▸ DOCUMENT PASSAGE
== == ==

Reilly misses deadline for response to abortion ruling

Health Minister James Reilly has got an extra month to set out his contentious plan to respond to a European court ruling on abortion.
Health Minister James Reilly has got an extra month to set out his contentious plan to respond to a European court ruling on abortion.

Fionnan Sheahan Political Editor

Health Minister James Reilly has got an extra month to set out his contentious plan to respond to a European court ruling on abortion.

Dr Reilly was scheduled to report back by the end of this month on the Government's proposed actions on foot of a European Court of Human Rights ruling on the abortion regime in this country.

But his department now admits the minister won't meet today's deadline and he now has until the end of next month.

The postponement was needed as an expert group set up to devise a response to the ruling still hasn't reported back -- nearly two months after its deadline.

The Government set up the group in January to examine a landmark abortion ruling from the European Court of Human Rights.

Two years ago, the Strasbourg Court ruled that there was no automatic right for women to have an abortion in a case brought by three women -- A, B and C -- who travelled to Britain to terminate their pregnancies.

The Irish Independent understands the group will propose the minister decides the limited grounds for abortion, rather than the Dail.

== == ==

▸ DATASET ENTRIES
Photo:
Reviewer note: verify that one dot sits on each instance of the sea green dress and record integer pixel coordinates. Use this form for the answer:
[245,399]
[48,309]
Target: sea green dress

== == ==

▸ QUESTIONS
1 - In the article on the abortion ruling deadline, when did the Government set up the expert group?
2 - Can you put this sentence from the abortion ruling article into Spanish: "The Government set up the group in January to examine a landmark abortion ruling from the European Court of Human Rights."
3 - Carry on the article about James Reilly's missed deadline from its final sentence.

▸ ANSWERS PER TASK
1 - In January.

2 - El Gobierno creó el grupo en enero para examinar una sentencia histórica sobre el aborto del Tribunal Europeo de Derechos Humanos.

3 -
The setting up of a panel of medical experts to consider applications for abortions in extremely limited circumstances will be recommended.

But the plan would see the Minister for Health setting out the grounds in regulations.

The proposals are expected to get the Government over the hurdle of reporting back to a EU body about Ireland's response to the European court ruling.

However, there is no timeline and the recommendations would allow the Government to park the problem for some time. Dr Reilly caused consternation within Fine Gael by committing the Government to act upon the 1992 X case.

Labour has promised to bring in laws to deal with the 1992 X case, where the Supreme Court decision appeared to determine that a woman has a right to access an abortion in Ireland if there is a "real and substantial risk" to her life.

The Health Minister was forced to concede he would consult with the Fine Gael and Labour before coming to any decision.